>> Begin SUPPLIED MATERIAL
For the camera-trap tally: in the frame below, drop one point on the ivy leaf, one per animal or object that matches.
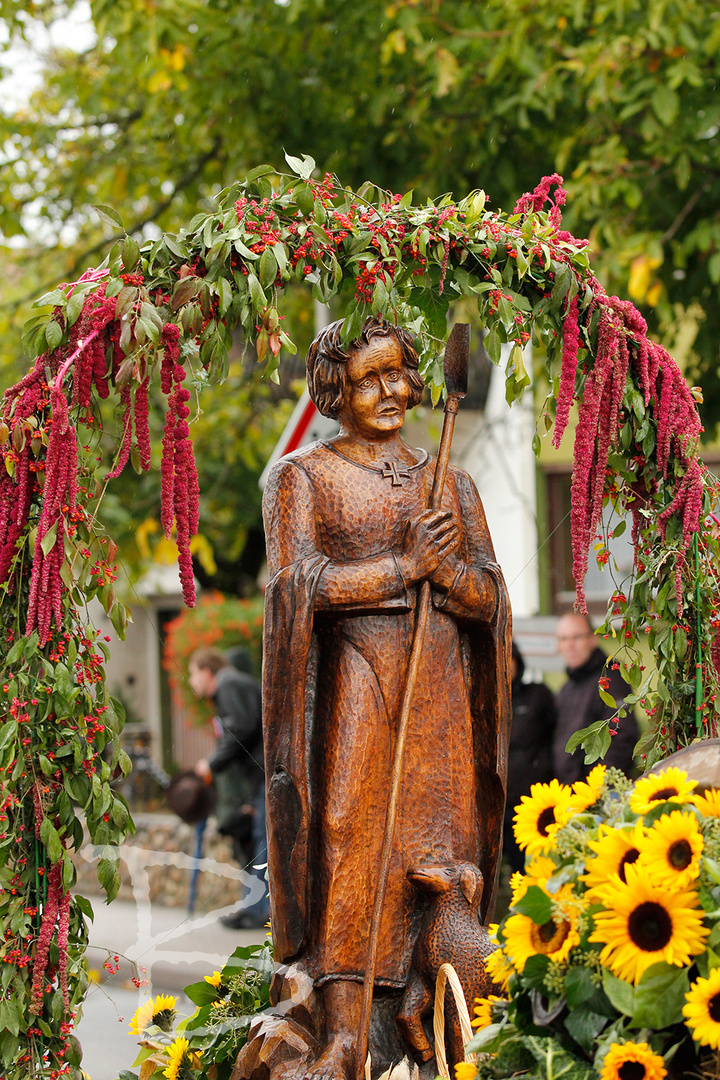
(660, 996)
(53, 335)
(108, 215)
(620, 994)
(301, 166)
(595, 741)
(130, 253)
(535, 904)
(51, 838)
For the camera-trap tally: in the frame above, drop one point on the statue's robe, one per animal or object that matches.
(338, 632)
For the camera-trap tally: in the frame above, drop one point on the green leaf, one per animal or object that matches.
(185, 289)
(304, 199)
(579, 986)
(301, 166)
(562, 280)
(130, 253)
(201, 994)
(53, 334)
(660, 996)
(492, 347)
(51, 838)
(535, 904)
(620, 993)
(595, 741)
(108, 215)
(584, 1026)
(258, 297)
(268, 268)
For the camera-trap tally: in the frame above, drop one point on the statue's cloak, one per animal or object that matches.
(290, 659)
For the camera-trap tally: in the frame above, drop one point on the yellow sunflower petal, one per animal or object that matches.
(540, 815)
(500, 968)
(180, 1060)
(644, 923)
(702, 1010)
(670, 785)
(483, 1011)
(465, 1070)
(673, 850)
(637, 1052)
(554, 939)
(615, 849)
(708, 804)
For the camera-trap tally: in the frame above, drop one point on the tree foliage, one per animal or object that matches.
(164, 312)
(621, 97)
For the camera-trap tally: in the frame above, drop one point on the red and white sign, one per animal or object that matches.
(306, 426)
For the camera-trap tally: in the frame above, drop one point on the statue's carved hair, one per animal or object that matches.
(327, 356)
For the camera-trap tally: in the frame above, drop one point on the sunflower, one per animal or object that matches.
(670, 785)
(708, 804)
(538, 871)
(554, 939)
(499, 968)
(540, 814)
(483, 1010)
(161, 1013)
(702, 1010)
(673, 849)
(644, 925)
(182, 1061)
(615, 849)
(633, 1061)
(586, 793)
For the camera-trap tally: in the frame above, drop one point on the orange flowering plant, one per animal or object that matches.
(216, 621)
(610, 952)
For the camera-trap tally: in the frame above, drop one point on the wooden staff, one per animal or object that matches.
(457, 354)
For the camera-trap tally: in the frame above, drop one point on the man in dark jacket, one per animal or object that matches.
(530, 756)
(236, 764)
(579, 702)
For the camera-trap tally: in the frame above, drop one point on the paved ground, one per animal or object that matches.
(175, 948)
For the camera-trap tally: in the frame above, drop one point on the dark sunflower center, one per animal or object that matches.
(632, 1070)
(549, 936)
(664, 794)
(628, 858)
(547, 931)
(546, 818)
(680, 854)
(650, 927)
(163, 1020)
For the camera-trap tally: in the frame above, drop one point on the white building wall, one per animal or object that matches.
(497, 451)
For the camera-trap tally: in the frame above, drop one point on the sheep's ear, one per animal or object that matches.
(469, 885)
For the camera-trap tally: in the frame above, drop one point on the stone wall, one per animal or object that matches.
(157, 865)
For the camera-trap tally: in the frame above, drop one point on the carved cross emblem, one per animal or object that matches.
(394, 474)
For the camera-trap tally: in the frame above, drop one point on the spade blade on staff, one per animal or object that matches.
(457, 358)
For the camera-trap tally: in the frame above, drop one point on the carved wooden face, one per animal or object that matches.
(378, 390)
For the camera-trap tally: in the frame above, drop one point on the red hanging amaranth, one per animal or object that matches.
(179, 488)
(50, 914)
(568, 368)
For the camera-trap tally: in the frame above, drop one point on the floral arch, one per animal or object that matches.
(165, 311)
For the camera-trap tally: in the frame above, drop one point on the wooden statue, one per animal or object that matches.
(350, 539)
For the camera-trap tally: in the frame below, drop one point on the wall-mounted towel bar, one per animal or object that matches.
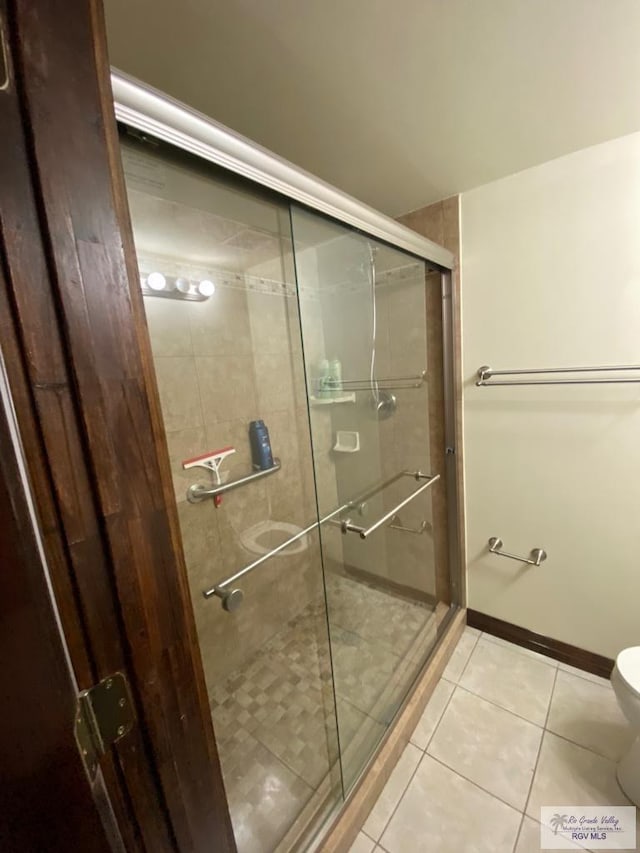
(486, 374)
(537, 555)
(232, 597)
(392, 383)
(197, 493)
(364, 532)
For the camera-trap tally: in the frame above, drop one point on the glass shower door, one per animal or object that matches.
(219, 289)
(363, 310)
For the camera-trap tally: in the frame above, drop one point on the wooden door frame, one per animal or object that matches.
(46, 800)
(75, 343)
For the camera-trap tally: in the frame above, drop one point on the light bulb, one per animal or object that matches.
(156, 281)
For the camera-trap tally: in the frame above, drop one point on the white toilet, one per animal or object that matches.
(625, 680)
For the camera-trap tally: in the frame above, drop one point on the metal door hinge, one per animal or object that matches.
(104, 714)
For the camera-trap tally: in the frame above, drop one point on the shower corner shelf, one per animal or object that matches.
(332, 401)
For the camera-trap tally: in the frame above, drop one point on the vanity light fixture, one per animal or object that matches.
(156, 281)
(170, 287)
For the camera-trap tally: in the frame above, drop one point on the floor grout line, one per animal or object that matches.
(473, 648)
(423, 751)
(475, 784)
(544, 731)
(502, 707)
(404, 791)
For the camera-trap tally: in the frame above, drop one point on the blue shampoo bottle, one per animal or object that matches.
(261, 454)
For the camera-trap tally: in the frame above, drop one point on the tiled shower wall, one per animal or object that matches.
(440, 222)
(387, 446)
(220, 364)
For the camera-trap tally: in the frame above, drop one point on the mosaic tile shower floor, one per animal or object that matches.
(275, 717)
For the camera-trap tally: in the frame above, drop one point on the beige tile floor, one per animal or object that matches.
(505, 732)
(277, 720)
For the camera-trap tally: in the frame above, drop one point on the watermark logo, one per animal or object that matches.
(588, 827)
>> End SUPPLIED MATERIAL
>> Begin SUPPLIED MATERIAL
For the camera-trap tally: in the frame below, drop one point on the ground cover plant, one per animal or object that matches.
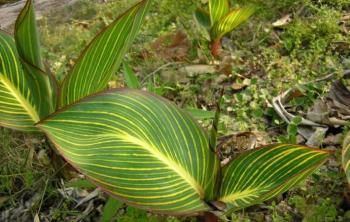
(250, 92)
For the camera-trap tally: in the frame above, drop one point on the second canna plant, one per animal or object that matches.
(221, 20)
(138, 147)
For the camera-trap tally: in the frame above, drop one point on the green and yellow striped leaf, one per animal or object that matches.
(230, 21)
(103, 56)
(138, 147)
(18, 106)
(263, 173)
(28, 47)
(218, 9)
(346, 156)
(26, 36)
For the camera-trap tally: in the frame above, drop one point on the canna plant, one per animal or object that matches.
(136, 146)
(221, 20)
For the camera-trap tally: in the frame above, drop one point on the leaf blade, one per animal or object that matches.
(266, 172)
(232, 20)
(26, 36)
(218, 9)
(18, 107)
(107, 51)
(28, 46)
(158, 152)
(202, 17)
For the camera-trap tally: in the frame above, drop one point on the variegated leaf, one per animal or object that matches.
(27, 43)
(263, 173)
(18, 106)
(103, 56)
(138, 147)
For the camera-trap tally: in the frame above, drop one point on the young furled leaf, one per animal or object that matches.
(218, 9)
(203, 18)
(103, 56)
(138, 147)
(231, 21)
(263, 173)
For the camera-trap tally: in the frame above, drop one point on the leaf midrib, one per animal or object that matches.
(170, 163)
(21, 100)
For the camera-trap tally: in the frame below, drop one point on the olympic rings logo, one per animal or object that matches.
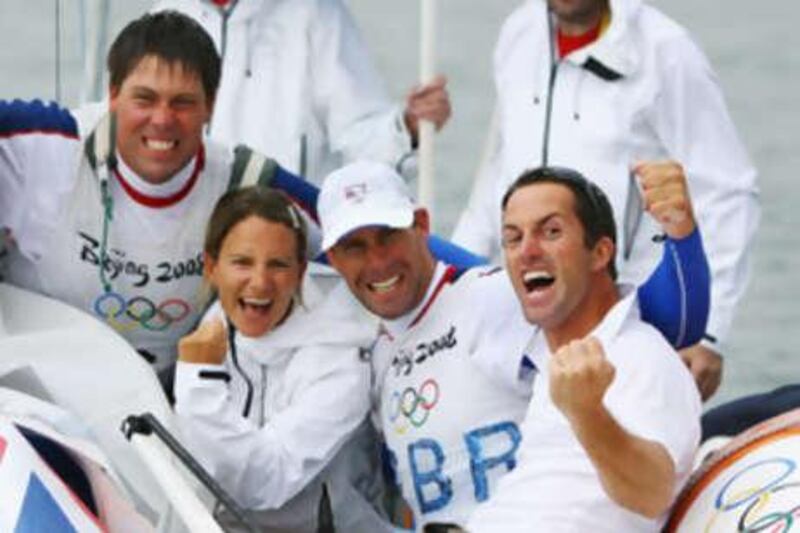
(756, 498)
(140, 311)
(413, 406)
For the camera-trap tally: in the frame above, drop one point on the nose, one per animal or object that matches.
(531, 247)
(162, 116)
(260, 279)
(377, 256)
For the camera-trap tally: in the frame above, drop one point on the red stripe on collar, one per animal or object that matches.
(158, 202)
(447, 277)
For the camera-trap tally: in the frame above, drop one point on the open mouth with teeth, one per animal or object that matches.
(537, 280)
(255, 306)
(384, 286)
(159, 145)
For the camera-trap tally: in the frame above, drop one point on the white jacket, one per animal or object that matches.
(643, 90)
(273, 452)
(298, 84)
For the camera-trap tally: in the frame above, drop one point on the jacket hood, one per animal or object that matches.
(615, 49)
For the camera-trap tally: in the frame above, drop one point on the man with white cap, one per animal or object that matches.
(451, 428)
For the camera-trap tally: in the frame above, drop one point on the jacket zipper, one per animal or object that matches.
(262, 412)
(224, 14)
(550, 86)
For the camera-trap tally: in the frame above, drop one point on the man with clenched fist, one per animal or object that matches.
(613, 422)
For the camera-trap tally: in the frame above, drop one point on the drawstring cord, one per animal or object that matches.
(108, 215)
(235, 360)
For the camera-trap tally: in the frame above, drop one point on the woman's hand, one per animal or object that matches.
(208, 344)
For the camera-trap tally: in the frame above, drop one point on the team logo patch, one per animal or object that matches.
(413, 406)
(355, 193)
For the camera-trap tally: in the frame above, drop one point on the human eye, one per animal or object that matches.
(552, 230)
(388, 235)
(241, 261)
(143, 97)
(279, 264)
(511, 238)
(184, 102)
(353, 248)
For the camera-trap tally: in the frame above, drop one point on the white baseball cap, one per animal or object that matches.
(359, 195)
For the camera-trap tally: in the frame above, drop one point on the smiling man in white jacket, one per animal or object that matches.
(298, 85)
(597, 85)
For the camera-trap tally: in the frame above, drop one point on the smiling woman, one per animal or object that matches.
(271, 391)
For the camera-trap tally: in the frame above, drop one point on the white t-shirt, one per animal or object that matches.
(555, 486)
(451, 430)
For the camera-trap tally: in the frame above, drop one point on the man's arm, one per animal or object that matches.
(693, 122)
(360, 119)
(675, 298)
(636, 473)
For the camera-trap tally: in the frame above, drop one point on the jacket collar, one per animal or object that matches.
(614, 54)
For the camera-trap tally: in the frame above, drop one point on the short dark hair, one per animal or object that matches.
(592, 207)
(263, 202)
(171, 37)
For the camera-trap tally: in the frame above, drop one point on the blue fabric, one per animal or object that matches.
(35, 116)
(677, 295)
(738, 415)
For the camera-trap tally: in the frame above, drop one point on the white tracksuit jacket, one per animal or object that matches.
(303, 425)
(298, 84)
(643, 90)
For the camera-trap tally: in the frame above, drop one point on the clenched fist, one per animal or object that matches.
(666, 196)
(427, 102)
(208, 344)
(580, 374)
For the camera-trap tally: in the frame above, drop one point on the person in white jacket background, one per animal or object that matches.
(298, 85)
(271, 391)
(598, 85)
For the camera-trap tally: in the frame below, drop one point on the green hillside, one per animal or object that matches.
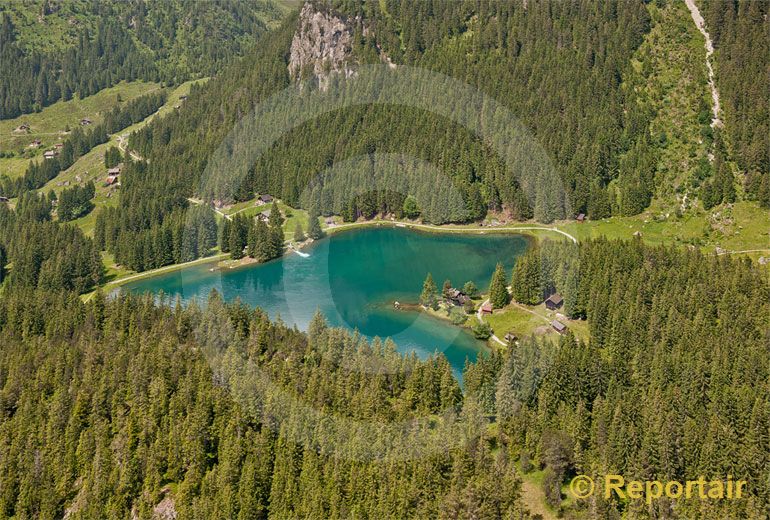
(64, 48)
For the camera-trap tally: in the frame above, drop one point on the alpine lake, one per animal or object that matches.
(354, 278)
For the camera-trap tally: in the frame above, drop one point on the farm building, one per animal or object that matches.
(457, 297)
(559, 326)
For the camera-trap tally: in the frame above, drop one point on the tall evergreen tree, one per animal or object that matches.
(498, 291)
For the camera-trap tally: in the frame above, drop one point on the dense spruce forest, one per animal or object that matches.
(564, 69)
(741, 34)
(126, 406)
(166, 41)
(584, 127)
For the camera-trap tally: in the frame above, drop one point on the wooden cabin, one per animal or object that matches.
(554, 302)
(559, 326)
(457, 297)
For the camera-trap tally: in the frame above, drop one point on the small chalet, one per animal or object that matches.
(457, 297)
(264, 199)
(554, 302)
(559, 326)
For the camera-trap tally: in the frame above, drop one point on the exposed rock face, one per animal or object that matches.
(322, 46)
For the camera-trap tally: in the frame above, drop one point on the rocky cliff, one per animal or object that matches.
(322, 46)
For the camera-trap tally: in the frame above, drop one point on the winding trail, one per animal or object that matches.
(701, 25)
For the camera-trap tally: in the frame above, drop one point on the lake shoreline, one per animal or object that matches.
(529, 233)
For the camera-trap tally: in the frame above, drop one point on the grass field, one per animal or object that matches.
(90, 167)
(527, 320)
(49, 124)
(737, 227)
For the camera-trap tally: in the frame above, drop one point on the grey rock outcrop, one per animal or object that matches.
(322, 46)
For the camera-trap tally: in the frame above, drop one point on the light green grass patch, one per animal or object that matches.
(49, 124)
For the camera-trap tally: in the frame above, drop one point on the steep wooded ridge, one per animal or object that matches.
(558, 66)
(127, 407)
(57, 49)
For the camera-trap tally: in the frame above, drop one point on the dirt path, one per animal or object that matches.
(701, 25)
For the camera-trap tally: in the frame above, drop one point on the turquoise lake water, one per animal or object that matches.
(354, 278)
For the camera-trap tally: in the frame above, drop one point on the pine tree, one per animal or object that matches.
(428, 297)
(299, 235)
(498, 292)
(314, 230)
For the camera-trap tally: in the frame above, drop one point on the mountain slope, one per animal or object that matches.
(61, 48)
>> End SUPPLIED MATERIAL
>> Begin SUPPLIED MATERIAL
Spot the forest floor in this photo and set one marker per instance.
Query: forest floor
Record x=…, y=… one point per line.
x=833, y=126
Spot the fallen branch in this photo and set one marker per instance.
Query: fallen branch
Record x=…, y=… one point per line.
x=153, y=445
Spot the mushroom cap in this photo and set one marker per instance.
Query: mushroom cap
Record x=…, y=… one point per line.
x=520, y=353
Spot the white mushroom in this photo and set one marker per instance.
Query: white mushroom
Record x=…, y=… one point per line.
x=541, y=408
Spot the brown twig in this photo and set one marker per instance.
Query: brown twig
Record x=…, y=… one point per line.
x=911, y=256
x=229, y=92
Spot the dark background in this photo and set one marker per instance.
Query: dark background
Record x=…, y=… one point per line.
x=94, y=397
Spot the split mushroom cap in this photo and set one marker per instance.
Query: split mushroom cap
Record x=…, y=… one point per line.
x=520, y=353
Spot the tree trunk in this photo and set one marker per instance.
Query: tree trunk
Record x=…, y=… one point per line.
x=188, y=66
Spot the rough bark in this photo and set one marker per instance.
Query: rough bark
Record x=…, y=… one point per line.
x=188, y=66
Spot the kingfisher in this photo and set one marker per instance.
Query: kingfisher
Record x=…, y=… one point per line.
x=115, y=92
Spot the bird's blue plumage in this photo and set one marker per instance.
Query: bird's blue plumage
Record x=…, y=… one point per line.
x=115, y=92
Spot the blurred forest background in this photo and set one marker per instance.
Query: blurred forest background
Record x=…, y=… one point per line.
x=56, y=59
>> End SUPPLIED MATERIAL
§ THE REQUEST: Return every line of the listing above that contains the word "instance".

§ ANSWER TO THIS TASK:
Spot the forest floor in this photo and set one marker per instance.
Spot the fallen branch in this photo and set one marker per instance.
Spot the mushroom cap in this photo and set one marker per instance.
Spot the white mushroom in this photo and set one marker per instance.
Spot the brown twig in this photo and set one marker per instance.
Spot the dark background in this photo and set one marker per instance.
Spot the split mushroom cap in this photo and set one marker per instance.
Spot the tree trunk in this photo and set one marker per instance.
Spot the rough bark in this photo and set one marker per instance.
Spot the kingfisher in this photo and set one marker per instance.
Spot the bird's blue plumage in this photo and set one marker per instance.
Spot the blurred forest background in this photo and set one marker per instance.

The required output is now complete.